**Input records:**

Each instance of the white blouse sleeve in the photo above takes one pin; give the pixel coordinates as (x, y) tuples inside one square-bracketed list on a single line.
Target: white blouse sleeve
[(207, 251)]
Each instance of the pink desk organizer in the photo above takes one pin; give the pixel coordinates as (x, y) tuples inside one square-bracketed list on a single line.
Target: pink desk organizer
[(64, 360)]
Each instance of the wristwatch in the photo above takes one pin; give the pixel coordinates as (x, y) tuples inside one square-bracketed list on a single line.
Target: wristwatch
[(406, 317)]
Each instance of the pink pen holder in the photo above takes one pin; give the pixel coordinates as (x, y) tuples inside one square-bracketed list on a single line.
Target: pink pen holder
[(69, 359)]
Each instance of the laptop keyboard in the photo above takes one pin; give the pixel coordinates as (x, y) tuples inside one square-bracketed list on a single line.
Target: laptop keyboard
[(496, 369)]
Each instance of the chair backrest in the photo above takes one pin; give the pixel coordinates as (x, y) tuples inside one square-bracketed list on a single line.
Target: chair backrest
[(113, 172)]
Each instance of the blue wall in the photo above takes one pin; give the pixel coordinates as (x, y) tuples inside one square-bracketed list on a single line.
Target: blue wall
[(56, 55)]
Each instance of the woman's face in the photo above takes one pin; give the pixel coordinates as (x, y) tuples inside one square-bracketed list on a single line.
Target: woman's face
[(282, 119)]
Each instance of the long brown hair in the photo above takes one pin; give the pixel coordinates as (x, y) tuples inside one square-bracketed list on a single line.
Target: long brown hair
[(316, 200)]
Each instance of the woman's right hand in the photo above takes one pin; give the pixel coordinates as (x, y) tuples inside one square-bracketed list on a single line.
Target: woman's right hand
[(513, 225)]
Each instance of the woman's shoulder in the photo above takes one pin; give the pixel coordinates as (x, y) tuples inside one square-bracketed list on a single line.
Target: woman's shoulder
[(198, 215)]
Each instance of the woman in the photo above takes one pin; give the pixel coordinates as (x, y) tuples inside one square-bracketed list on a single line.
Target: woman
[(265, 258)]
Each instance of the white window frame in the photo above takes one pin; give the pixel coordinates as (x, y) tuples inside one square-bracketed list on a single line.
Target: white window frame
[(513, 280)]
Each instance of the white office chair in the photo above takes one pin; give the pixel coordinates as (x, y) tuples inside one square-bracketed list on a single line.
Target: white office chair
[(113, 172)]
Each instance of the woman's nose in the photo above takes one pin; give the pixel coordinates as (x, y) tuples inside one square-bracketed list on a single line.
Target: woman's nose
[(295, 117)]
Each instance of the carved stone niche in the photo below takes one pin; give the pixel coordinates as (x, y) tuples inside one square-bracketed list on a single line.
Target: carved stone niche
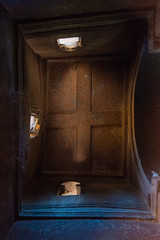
[(86, 101)]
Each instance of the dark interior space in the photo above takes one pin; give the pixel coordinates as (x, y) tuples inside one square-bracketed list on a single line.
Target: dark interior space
[(79, 90)]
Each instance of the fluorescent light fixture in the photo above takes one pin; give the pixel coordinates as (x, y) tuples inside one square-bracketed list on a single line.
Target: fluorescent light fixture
[(69, 44)]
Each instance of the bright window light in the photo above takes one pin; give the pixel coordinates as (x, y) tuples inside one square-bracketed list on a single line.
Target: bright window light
[(34, 126), (69, 44)]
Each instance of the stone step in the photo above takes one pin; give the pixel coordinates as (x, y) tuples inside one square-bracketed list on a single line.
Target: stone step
[(84, 229)]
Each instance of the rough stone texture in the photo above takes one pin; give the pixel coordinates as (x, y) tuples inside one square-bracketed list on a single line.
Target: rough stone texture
[(23, 9), (147, 113), (84, 229), (8, 124)]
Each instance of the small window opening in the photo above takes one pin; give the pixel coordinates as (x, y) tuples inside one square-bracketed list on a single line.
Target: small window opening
[(69, 188), (69, 44), (34, 126)]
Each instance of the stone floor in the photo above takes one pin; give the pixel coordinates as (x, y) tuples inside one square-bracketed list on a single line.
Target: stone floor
[(84, 229)]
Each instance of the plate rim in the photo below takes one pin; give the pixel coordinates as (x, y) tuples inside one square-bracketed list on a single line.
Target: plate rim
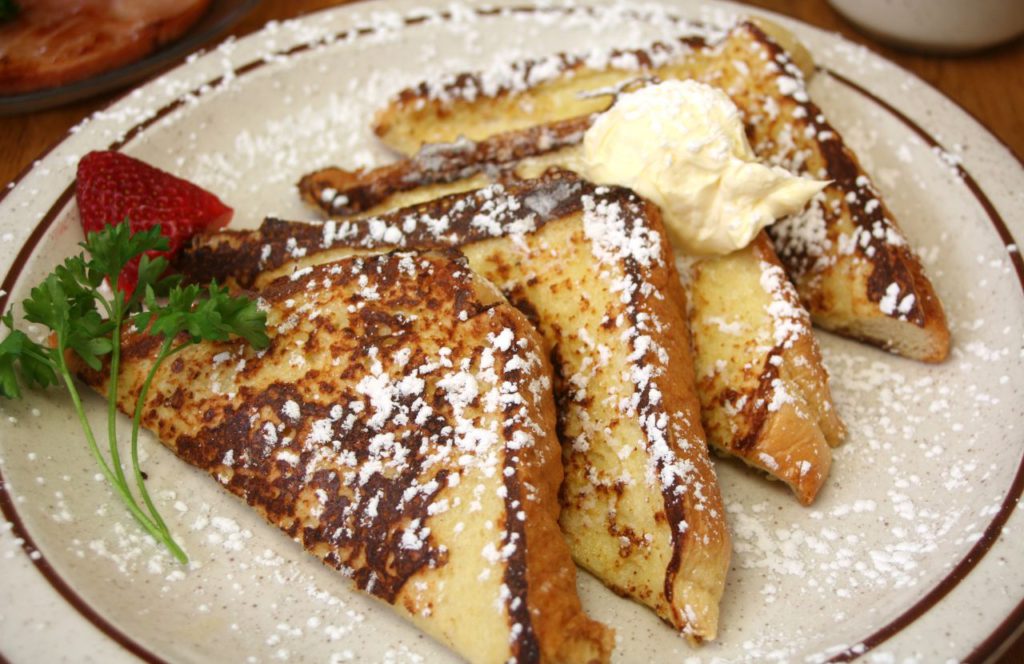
[(129, 74), (981, 651)]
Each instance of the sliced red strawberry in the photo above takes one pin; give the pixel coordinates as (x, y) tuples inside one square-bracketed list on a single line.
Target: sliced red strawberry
[(113, 187)]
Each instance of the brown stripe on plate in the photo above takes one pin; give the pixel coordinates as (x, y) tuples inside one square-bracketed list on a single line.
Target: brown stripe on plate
[(986, 648), (994, 528)]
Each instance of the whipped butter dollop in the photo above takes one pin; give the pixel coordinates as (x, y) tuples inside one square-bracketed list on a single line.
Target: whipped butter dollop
[(682, 146)]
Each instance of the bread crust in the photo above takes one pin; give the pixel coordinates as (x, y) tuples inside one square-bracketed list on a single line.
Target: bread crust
[(640, 504), (852, 265), (763, 387), (401, 405)]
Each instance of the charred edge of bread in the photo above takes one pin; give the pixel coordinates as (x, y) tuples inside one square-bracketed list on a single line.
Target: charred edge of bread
[(546, 619), (921, 332), (876, 263), (696, 569), (785, 421), (342, 193), (240, 256)]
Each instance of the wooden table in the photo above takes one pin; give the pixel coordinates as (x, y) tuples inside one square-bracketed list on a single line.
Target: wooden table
[(989, 85)]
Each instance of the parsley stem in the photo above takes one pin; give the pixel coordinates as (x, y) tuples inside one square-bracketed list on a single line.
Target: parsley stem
[(165, 350), (117, 317), (121, 488)]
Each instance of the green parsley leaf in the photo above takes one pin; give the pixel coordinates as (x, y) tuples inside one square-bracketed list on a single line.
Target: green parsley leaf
[(114, 247), (32, 359)]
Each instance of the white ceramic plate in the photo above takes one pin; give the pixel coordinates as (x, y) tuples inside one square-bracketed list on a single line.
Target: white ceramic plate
[(913, 551)]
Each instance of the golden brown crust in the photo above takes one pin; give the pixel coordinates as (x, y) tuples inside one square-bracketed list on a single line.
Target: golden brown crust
[(641, 506), (54, 43), (851, 263), (394, 386), (764, 390), (741, 377)]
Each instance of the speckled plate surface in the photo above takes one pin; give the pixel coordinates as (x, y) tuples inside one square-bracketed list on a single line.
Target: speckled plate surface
[(913, 551)]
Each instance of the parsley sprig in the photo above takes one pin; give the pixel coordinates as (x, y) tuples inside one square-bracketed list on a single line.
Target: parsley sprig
[(85, 320)]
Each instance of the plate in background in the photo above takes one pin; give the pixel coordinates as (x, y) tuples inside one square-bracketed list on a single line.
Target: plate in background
[(913, 550)]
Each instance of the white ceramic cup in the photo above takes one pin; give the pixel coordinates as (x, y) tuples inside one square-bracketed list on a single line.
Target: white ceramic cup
[(937, 26)]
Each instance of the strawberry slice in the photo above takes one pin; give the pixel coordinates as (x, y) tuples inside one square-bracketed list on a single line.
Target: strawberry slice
[(113, 187)]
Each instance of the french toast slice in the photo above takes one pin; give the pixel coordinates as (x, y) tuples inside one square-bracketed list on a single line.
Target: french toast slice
[(852, 265), (400, 427), (592, 268), (764, 392)]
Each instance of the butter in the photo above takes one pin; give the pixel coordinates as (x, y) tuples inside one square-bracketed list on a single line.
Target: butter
[(682, 146)]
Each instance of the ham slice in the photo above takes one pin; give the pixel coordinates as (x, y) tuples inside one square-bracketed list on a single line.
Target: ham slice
[(53, 42)]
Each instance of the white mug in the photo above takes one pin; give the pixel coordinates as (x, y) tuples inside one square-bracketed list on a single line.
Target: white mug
[(937, 26)]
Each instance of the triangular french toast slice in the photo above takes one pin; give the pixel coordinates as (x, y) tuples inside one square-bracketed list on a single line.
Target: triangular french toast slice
[(400, 427), (591, 266), (851, 263), (764, 392)]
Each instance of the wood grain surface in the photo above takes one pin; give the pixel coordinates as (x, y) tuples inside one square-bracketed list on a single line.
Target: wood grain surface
[(988, 84)]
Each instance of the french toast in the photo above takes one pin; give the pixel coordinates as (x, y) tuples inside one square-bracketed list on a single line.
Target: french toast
[(851, 263), (400, 427), (764, 391), (592, 268)]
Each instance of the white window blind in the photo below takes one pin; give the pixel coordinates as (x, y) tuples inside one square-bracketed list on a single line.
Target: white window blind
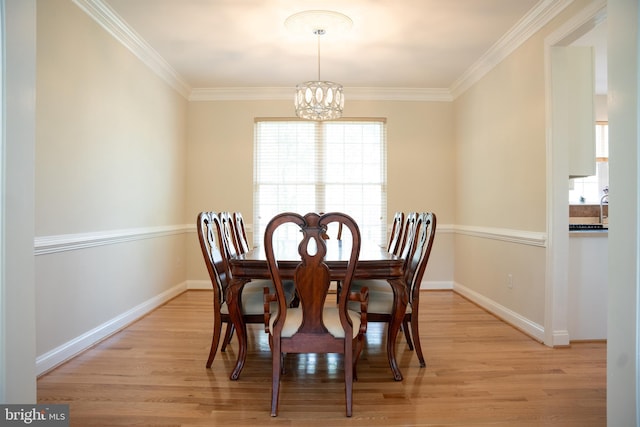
[(302, 166)]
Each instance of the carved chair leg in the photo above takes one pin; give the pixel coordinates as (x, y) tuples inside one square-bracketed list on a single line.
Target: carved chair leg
[(227, 336), (407, 334), (275, 386), (215, 340), (416, 340), (359, 344)]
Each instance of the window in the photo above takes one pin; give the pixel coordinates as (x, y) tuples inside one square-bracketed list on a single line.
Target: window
[(588, 190), (303, 166)]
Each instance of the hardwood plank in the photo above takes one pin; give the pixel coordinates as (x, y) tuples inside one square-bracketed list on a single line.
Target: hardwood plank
[(480, 372)]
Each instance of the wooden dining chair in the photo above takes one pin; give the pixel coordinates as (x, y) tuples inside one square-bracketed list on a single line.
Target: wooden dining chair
[(314, 326), (381, 298), (229, 234), (240, 233), (395, 237), (212, 243)]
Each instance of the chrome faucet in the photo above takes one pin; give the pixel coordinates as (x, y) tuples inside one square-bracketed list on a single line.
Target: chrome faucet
[(604, 200)]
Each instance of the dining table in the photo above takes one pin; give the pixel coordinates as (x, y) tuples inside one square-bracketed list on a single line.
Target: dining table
[(374, 262)]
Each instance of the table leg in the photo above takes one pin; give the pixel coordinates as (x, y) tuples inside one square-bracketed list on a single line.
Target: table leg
[(400, 300), (235, 313)]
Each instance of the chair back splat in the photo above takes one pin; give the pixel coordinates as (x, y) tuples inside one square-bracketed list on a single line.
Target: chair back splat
[(314, 327), (396, 233)]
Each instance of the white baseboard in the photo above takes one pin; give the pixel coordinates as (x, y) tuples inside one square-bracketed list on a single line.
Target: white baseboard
[(199, 285), (66, 351), (527, 326), (435, 285)]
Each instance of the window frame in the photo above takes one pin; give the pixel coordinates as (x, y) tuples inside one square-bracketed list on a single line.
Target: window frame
[(325, 134)]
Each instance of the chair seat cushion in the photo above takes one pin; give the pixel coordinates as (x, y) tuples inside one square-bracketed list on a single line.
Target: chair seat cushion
[(379, 302), (377, 285), (330, 317), (253, 296)]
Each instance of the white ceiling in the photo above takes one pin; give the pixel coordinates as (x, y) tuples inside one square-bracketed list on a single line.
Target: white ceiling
[(426, 44)]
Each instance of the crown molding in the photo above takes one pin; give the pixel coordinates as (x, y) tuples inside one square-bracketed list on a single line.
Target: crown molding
[(530, 24), (108, 19), (350, 93), (539, 16)]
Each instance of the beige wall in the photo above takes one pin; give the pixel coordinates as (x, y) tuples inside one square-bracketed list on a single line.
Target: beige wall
[(501, 164), (110, 158), (420, 155)]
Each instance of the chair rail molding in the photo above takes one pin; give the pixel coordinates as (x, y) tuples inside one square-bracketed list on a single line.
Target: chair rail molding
[(523, 237), (67, 242)]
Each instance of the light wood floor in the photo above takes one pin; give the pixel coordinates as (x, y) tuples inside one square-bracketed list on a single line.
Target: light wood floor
[(480, 372)]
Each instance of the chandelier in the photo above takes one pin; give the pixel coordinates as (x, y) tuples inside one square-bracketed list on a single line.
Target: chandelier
[(318, 99)]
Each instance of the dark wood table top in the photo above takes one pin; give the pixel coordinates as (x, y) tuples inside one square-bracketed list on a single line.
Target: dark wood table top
[(374, 261)]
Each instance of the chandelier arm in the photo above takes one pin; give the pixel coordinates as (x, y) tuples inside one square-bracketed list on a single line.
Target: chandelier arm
[(319, 34)]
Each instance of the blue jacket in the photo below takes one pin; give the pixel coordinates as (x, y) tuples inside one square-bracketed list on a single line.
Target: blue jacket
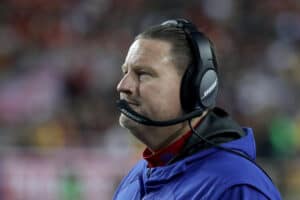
[(210, 174)]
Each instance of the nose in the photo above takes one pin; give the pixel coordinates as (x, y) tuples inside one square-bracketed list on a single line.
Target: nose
[(126, 84)]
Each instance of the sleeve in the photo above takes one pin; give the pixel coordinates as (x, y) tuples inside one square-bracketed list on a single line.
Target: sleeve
[(243, 192)]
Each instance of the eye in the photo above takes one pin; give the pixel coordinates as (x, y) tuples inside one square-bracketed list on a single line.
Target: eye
[(143, 75)]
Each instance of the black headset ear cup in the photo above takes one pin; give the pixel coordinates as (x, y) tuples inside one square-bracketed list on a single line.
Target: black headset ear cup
[(208, 88), (187, 95)]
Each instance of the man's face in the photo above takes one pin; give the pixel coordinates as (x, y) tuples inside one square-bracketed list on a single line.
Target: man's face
[(150, 82)]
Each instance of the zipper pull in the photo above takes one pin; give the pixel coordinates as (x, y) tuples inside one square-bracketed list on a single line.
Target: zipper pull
[(149, 172)]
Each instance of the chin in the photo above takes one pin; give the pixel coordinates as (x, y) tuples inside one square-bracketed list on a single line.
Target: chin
[(125, 122)]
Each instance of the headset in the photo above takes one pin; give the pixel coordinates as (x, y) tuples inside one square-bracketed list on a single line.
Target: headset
[(199, 85)]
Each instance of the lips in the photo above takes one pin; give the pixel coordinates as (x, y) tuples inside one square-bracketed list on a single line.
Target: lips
[(131, 102)]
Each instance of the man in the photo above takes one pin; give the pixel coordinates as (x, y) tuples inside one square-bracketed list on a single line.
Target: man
[(194, 150)]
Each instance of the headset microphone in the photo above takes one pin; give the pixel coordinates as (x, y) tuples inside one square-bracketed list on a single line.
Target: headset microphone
[(130, 113)]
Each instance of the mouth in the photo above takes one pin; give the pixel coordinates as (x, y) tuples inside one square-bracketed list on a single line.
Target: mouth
[(132, 102)]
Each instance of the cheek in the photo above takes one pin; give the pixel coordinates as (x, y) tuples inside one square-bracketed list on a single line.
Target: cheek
[(165, 102)]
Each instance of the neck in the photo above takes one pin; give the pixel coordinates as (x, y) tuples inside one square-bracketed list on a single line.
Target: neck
[(161, 139)]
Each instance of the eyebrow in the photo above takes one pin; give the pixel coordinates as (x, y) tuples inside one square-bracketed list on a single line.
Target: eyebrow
[(137, 67)]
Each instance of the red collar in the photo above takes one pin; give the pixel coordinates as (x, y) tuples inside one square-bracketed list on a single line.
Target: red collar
[(163, 156)]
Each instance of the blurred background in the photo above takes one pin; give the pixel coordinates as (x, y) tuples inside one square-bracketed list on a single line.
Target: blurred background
[(60, 63)]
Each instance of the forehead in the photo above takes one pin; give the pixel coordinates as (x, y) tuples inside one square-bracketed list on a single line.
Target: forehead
[(148, 52)]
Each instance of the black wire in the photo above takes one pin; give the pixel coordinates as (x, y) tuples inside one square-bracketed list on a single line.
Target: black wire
[(227, 149)]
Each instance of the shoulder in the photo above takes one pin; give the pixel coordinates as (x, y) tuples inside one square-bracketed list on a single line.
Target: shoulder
[(135, 172), (219, 172)]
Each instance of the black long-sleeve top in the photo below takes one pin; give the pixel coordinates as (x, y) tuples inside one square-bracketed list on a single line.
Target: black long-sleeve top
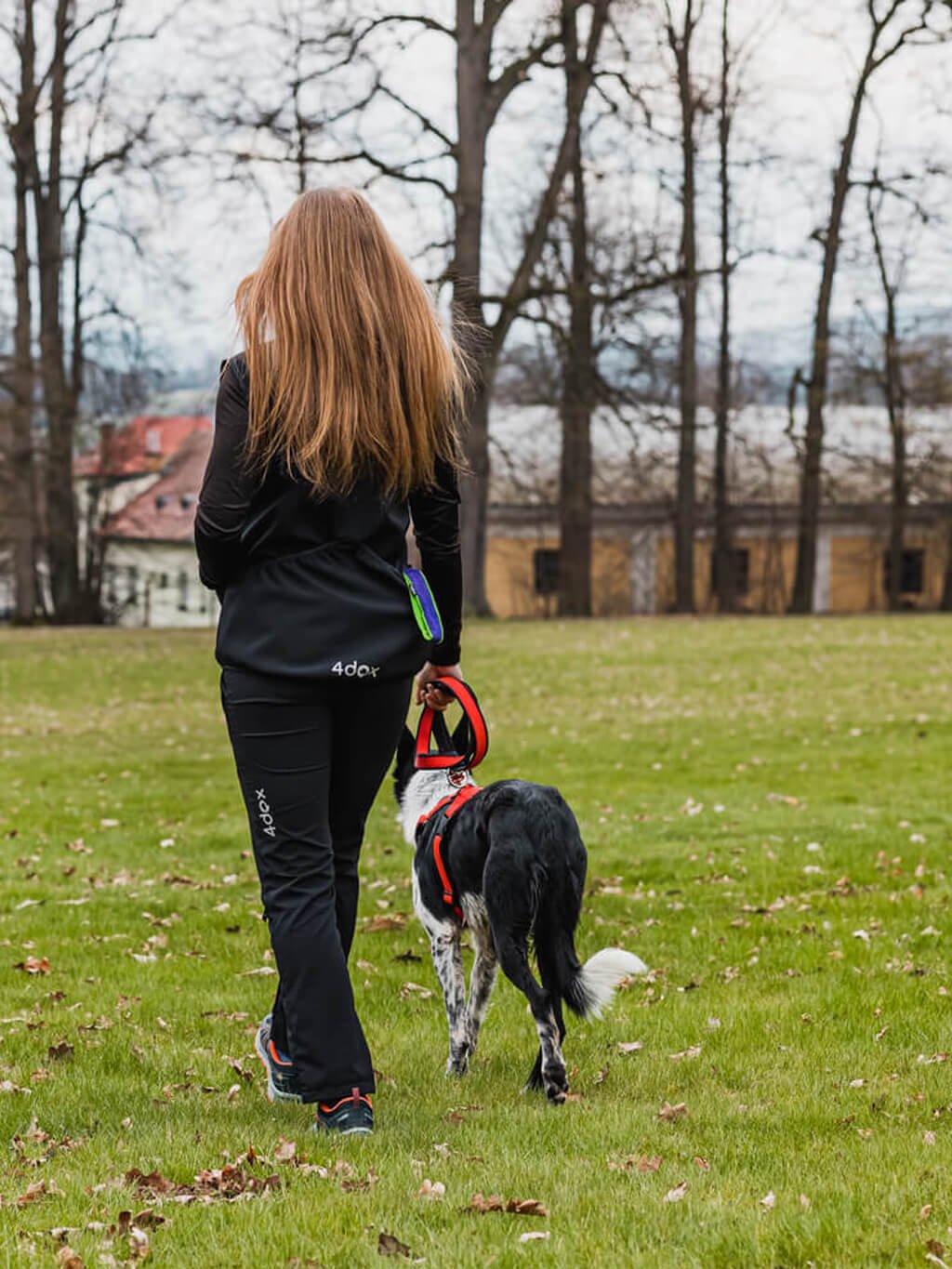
[(244, 519)]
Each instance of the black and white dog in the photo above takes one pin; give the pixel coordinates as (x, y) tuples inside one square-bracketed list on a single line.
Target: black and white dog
[(508, 861)]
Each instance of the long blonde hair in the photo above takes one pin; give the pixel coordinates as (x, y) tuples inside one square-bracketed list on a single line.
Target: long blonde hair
[(350, 371)]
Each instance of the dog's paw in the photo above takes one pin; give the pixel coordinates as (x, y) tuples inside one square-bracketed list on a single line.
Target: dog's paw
[(556, 1081), (458, 1064)]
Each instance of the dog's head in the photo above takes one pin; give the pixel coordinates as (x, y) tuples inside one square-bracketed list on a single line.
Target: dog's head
[(416, 791)]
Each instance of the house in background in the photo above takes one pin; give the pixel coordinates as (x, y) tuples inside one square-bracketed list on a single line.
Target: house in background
[(148, 476), (150, 573), (138, 494)]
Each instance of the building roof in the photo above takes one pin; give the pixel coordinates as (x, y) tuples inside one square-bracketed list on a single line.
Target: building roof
[(166, 510), (143, 445)]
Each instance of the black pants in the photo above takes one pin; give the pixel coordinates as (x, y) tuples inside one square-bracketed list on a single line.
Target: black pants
[(310, 759)]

**Aim of the exercise:** Reproduce word for word the lines above, starting at the line containing "Each instance of the pink pen" and ending with the line containing "[(265, 258)]", with both of those lines included.

**Written response:**
Each instance of the pink pen holder in the photo above takes one pin; give the pixel coordinates as (x, y) tuples inside one square-bracketed list on a single line.
Target: pink pen holder
[(69, 359)]
Each instance of the laptop keyboard in the photo above takes one pin; give the pixel coordinates as (x, y) tuples inside one square-bracketed list on a single line.
Target: laptop keyboard
[(496, 369)]
Each instance of the chair backrest in the photo above takes one pin; give the pixel coordinates as (x, y) tuples inside one square-bracketed list on a single line.
Target: chair backrest
[(113, 172)]
Each instance of the blue wall in the photo above takes one pin; give the pixel coordinates as (x, y) tuples inside one square-bracketed list on a single line.
Target: blue wall
[(56, 55)]
Each instance of the woman's face in the photo above takes one pin; give the pixel coordinates as (x, y) tuples inside one square-bracketed list on a single line.
Target: woman's face
[(282, 119)]
Each instance of the long brown hair in the photo above takes one pin; give the pixel coordinates as (x, y) tuples inside one square-bracketed list on a single line.
Target: long brown hair
[(316, 200)]
Each instance of the woman's right hand in the photo above takes one pin; give the pixel coordinates as (x, y) tuples inside one square-bracketed list on a single line.
Target: woman's right hand
[(513, 225)]
Each instance of the woman's shoulder in the photo above takes one pin; give the pixel coordinates as (x, y) tuples inside one square-bracketed list on a single line.
Target: woman's shoulder
[(198, 215)]
Each instance of the woman in the photo above takes one pin; give the pixel coordinates as (x, y) tuples inside one square-bracketed list on a single line.
Target: woman
[(265, 258)]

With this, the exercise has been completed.